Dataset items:
——

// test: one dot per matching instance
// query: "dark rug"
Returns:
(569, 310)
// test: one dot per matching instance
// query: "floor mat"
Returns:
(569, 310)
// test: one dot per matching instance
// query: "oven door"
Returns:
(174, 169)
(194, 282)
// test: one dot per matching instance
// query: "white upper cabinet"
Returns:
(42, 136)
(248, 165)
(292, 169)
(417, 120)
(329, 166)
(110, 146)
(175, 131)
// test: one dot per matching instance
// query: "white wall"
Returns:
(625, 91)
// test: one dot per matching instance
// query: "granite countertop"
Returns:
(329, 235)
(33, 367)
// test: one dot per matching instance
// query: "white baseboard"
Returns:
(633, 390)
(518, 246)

——

Arrange all of the lines above as a numbered list, leaving out any blank lines.

1. // test: one dot per matching instance
2. // query: "dark rug"
3. Returns:
4. (569, 310)
5. // test: one dot per matching instance
6. // query: "floor mat"
7. Returns:
8. (569, 310)
9. // test: one dot per matching instance
10. // query: "oven door"
11. Returns:
12. (174, 169)
13. (194, 282)
14. // test: one dot per matching instance
15. // query: "white upper cabinet"
16. Returns:
17. (42, 136)
18. (248, 165)
19. (292, 169)
20. (417, 120)
21. (329, 166)
22. (110, 146)
23. (175, 131)
24. // test: one dot per matching instance
25. // query: "white wall"
26. Returns:
27. (625, 91)
28. // test: one dot per matching instance
29. // query: "granite countertop"
30. Returns:
31. (329, 235)
32. (33, 367)
33. // test: one dot per matching instance
34. // query: "white baseboard"
35. Returns:
36. (633, 390)
37. (518, 246)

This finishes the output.